Exercise:
Print the listing below a second time, exactly, and omit its images.

Source material:

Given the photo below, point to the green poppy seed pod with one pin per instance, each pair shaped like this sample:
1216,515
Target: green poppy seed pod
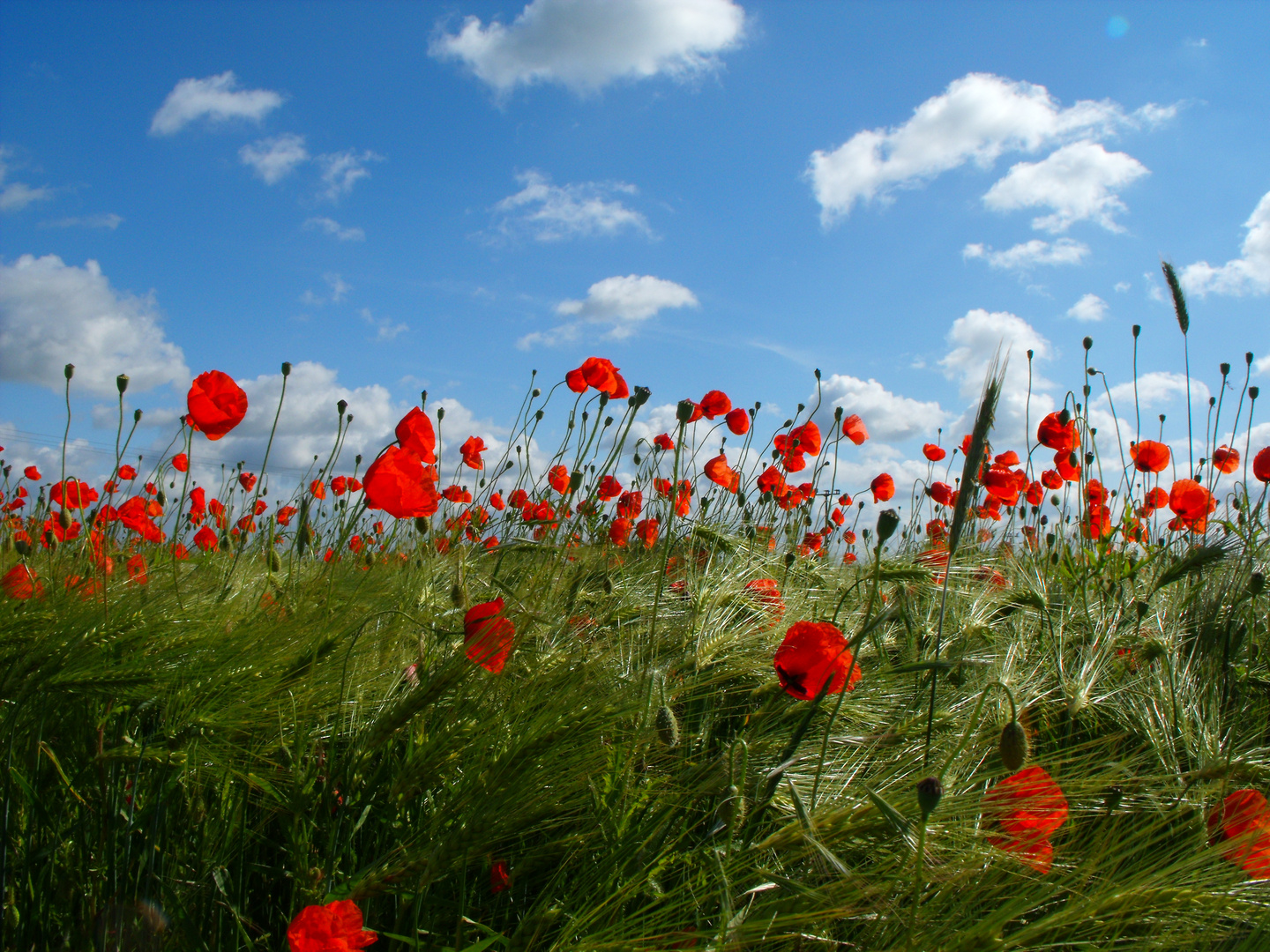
929,792
1013,747
888,521
667,726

Solution to this exercise:
Given the photo below, point to the green poppy seed pod with one pin per instance, each pair shaped like this sample:
1216,515
Target: green poppy seed pod
929,792
1013,747
888,521
667,726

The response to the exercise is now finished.